Lines before the one containing "like [582, 779]." are to be left out; that line and every line after it, through the last line below, are to be reproduced exactly.

** DATA follows **

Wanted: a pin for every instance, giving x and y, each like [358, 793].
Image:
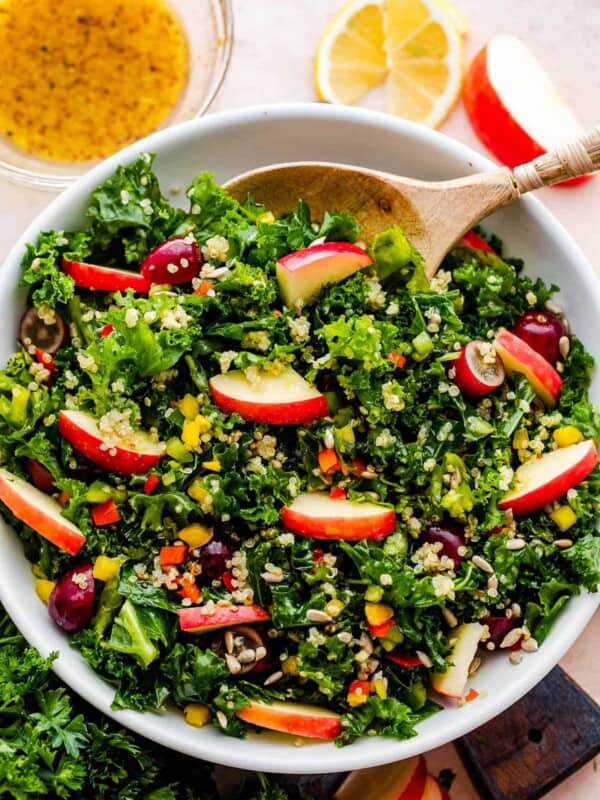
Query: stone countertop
[272, 62]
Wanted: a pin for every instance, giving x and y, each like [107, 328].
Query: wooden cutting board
[521, 754]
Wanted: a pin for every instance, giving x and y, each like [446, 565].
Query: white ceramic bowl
[228, 144]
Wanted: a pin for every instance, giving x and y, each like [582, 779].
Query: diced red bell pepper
[397, 359]
[105, 513]
[406, 660]
[329, 461]
[171, 555]
[474, 240]
[152, 481]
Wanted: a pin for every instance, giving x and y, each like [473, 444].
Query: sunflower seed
[512, 637]
[515, 544]
[276, 676]
[484, 565]
[247, 656]
[233, 665]
[314, 615]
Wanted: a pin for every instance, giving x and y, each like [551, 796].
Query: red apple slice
[404, 780]
[478, 369]
[299, 720]
[321, 517]
[105, 279]
[284, 399]
[196, 619]
[302, 274]
[475, 241]
[433, 791]
[513, 106]
[466, 639]
[544, 480]
[518, 356]
[135, 453]
[40, 512]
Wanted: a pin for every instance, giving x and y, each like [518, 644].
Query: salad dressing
[83, 78]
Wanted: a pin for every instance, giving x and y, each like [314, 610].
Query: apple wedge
[433, 791]
[105, 279]
[404, 780]
[466, 639]
[513, 106]
[302, 274]
[518, 356]
[544, 480]
[195, 619]
[294, 718]
[133, 454]
[40, 512]
[319, 516]
[284, 399]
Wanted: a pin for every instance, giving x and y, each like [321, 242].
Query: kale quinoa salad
[276, 476]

** End of DATA **

**TASK OUTPUT:**
Wanted: a pin for every instance, giving x and y, each like [582, 779].
Query: diced red bell pepper
[397, 359]
[105, 513]
[406, 660]
[329, 461]
[171, 555]
[474, 240]
[152, 481]
Wanted: a pin for every instance, giving x and y, each like [473, 444].
Query: sunflower seed
[512, 637]
[515, 544]
[276, 676]
[484, 565]
[247, 656]
[233, 665]
[314, 615]
Wanted: a pin for every instance, giving x and y, each like [551, 796].
Query: red apple slice
[404, 780]
[478, 369]
[299, 720]
[321, 517]
[105, 279]
[284, 399]
[196, 619]
[302, 274]
[475, 241]
[433, 791]
[513, 106]
[466, 639]
[544, 480]
[518, 356]
[135, 453]
[40, 512]
Wanted: a pin for every instance, giving x and y, each like [518, 644].
Query: salad dressing
[83, 78]
Wanted: a pin for every instance, giving x and y, each like [314, 610].
Query: apple wedge
[433, 791]
[105, 279]
[404, 780]
[466, 639]
[513, 106]
[302, 274]
[518, 356]
[544, 480]
[195, 619]
[294, 718]
[133, 454]
[40, 512]
[319, 516]
[284, 399]
Wanted: a pin for every instance, giving x and y, each like [321, 242].
Query: kale quinoa salad
[276, 476]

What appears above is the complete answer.